#### [Textauszug]
★ ★ ★ ★

Das Scheitern eines Trainers in Zeiten des SCB-Klimawandels
War denn Jussi Tapola nicht ein Trainer, der eine Entwicklung eingeleitet hatte, die zum nächsten Titel führen könnte? Ja, war er. Aber mit Ablaufdatum.
Solange die Spieler ihrem Trainer folgten – und das ist immer die Voraussetzung für den Erfolg –, so lange funktionierte die Mannschaft. Sie kletterte mit «Schablonen-Hockey» bis auf Rang 3 in der Qualifikation.
Aber Jussi Tapola, gewöhnt an absolute Autorität in einer finnischen Hockeyorganisation, die es ihm erlaubte, die Spieler, die ihm nicht passten, fast beliebig auszuwechseln, verscherzte sich diese Gefolgschaft durch eigenwillige Machtdemonstrationen. Er unterschätzte die Macht der Spieler, die in unserer National League noch grösser ist als in Skandinavien oder Nordamerika.
Den Keim zu seinem Scheitern legte er im Herbst 2024 vor dem ersten Spiel der letzten Saison. Als Machtdemonstration setzte er Dominik Kahun, den Topskorer der vorangegangenen Saison, beim ersten Spiel gegen Langnau auf die Tribüne. Das amüsante Theater um diesen hochbegabten Schillerfalter zersetzte die Autorität des Trainers Stück um Stück. Das Ende dieser Scharade war das schmähliche Scheitern im 7. Viertelfinalspiel gegen Gottéron. Die Spieler folgten ihrem Trainer nicht mehr bedingungslos.

★ ★ ★ ★

#### [Vorliegende Angaben]
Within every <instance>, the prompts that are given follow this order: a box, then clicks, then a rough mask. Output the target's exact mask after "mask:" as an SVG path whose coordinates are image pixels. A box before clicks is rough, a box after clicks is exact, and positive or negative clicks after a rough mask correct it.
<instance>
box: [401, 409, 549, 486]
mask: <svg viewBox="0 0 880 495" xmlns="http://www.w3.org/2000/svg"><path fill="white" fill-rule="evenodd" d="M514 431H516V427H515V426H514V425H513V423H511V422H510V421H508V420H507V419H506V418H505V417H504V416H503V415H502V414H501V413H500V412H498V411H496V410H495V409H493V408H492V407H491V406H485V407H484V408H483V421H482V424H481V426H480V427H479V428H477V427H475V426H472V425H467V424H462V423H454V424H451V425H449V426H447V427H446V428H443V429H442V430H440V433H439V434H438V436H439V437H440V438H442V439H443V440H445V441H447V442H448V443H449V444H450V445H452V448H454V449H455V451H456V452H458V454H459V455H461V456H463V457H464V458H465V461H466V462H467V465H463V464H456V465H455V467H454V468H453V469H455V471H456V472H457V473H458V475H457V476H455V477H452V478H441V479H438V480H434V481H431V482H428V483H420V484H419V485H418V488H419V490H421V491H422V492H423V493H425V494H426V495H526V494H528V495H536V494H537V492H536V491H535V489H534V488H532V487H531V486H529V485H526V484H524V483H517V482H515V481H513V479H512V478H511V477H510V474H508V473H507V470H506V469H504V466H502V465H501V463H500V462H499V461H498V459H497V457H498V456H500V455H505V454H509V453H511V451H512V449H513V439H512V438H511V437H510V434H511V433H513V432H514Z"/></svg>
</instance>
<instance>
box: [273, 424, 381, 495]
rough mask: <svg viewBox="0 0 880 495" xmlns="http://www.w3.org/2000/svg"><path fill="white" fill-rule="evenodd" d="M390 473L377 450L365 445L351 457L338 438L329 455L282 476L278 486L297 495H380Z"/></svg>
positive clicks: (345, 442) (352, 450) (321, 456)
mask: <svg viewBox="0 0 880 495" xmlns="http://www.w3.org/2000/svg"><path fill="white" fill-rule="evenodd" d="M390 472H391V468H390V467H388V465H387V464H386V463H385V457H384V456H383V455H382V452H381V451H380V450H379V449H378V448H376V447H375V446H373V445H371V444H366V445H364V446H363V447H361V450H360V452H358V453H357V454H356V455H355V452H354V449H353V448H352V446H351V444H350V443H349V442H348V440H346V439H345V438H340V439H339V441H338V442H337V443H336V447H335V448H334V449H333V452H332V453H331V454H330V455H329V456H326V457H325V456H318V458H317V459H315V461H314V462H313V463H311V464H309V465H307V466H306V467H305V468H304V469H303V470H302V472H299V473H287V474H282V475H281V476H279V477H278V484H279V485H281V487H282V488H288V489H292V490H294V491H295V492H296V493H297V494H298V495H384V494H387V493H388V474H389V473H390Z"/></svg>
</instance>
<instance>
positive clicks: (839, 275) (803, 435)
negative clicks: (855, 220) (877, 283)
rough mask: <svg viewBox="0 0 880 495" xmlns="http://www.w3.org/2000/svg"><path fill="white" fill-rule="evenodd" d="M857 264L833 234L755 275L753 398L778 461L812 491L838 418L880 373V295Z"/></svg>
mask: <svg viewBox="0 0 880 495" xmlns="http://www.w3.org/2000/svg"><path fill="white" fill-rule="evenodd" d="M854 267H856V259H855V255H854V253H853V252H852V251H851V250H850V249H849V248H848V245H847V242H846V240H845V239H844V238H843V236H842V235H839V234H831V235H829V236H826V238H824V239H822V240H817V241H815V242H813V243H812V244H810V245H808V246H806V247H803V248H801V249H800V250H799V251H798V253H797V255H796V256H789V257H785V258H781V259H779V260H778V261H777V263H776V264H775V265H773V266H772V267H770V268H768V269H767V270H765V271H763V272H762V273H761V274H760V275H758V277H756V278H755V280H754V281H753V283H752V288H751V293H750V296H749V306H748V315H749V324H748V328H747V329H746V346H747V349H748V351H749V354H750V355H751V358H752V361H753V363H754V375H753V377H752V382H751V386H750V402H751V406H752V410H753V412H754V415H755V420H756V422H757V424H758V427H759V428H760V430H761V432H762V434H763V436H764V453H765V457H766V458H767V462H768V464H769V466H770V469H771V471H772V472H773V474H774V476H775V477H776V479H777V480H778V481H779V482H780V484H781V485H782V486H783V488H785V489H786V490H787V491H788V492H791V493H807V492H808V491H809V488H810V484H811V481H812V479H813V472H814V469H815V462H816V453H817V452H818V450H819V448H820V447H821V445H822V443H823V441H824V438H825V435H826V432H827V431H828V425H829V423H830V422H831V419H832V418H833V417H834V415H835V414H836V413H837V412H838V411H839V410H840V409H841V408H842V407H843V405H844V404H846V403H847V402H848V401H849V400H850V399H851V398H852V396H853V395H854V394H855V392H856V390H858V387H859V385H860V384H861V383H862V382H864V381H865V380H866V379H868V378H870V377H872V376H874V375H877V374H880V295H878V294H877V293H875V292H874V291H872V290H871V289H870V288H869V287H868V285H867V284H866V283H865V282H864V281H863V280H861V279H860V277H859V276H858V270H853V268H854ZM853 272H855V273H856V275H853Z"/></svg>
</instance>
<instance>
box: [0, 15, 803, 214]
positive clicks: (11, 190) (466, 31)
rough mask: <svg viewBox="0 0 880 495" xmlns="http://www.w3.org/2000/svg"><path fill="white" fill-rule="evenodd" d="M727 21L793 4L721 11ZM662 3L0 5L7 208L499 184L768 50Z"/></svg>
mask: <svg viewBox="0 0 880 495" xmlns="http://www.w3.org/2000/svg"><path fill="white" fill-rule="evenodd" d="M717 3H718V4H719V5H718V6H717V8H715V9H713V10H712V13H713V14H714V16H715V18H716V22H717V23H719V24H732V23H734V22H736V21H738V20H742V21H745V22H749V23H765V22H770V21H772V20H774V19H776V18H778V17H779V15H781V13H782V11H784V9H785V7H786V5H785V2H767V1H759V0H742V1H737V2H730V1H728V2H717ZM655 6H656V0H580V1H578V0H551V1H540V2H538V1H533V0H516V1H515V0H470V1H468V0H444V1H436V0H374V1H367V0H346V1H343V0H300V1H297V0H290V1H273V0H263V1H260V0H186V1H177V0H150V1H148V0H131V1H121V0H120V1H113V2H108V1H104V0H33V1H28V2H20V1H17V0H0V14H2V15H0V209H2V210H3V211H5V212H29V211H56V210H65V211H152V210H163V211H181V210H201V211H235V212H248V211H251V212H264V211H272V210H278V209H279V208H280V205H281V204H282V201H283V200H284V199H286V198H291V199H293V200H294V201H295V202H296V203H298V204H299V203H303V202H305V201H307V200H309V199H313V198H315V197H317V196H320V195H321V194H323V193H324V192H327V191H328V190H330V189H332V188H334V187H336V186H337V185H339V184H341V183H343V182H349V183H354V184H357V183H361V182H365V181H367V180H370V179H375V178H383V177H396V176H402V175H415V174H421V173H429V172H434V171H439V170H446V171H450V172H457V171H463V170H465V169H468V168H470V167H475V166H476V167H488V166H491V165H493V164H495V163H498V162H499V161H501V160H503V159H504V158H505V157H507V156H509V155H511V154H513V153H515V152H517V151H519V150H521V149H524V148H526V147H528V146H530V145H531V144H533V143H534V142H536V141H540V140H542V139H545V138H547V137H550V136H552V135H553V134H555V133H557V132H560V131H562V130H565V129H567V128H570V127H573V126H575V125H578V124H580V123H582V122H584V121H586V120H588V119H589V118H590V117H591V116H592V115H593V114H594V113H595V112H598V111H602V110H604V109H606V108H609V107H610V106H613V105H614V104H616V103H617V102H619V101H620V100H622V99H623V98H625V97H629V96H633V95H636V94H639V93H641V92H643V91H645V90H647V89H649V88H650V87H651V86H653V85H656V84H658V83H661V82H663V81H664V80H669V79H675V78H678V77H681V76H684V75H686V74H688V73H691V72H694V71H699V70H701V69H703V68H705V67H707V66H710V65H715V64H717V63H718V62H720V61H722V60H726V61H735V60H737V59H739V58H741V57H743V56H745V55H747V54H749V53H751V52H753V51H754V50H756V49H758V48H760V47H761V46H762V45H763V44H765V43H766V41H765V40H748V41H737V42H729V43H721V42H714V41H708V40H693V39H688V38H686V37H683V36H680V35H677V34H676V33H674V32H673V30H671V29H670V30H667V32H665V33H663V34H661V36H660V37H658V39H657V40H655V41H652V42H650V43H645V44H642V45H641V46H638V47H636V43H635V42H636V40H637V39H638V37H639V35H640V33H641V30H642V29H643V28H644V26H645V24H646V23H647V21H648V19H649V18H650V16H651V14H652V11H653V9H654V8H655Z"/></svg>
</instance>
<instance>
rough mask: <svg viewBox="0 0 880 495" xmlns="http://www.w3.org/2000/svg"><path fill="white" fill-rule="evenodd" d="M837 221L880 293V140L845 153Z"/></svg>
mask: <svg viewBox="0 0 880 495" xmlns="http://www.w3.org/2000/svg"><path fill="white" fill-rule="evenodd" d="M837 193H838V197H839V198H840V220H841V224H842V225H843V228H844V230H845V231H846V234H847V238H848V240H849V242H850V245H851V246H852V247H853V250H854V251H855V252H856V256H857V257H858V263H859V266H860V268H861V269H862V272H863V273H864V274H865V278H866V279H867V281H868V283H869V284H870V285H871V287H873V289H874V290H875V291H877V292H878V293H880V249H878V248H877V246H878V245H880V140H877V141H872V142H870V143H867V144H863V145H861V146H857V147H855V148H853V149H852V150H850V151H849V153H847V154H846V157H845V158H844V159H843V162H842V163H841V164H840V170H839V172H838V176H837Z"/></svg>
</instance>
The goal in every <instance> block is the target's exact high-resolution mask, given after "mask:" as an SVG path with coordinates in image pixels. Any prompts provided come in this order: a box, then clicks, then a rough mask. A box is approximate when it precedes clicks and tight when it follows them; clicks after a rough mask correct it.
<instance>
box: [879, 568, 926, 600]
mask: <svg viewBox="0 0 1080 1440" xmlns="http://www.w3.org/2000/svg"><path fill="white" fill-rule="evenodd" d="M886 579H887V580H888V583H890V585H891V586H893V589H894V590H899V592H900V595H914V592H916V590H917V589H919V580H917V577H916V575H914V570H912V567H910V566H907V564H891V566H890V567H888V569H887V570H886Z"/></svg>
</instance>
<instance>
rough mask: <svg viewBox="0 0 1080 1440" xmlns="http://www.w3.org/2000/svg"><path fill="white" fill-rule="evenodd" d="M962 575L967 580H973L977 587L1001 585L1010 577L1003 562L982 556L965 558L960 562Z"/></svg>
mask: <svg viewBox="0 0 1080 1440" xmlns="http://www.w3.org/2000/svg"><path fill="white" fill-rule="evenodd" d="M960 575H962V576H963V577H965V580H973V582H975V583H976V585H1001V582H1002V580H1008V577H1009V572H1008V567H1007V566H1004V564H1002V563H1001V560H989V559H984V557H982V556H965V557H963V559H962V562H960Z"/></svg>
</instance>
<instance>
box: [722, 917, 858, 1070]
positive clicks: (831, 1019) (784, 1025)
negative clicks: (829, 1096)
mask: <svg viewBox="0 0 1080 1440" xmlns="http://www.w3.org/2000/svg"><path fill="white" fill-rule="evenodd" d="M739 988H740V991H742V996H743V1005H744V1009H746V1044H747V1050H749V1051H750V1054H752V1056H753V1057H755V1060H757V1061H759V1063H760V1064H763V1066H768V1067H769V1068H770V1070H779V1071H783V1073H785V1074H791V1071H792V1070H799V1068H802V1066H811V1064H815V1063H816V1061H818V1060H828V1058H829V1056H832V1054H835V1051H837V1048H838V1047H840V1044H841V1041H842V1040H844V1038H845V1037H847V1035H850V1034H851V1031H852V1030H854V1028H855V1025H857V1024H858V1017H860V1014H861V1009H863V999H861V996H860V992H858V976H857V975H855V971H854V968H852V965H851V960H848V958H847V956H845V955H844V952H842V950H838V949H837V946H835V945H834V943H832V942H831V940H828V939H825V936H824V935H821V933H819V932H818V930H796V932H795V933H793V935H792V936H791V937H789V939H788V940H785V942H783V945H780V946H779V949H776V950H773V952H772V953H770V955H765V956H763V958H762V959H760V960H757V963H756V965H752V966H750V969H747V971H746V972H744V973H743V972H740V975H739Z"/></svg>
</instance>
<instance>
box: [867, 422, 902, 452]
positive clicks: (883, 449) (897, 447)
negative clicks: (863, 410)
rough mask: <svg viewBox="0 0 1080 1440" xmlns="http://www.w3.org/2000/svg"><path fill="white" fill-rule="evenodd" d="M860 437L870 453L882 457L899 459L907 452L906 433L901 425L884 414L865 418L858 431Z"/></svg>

★ ★ ★ ★

#### [Auftrag]
Schreiben Sie den Text über Jussi Tapolas Scheitern beim SCB im Anschluss an seinen letzten Satz weiter. Die Einträge sind eigenständiges Material und gehören nicht zum Text über Jussi Tapolas Scheitern beim SCB.

#### [Ergebnis]
Den letzten Rest seiner schwindenden Autorität hat Tapola mit der «Beleidigung» von Simon Moser verspielt. Er verbannte ihn diese Saison zwischendurch auf die Tribüne. Eine solche drastische Massnahme hatte in Tampere funktioniert. Jeder duckte sich. Weil jeder auswechselbar war. In der Schweiz, in Bern, ist das nicht so. Die Kadertiefe ist viel zu wenig gross. In struben Zeiten scharen sich Teams um ihre Leitwölfe. Und nicht um den Trainer.
Beim SCB um Simon Moser, dessen zentrale Rolle für die Chemie des Teams nicht hoch genug eingeschätzt werden kann. Auch seine politische Schlauheit rettete Jussi Tapola nicht mehr: Er gewährte den jungen Spielern viel Eiszeit. Weil er von ihren Fähigkeiten überzeugt war? Oder eher, weil er wusste, dass das seine Chefs gern sehen? Wir wollen nicht grübeln.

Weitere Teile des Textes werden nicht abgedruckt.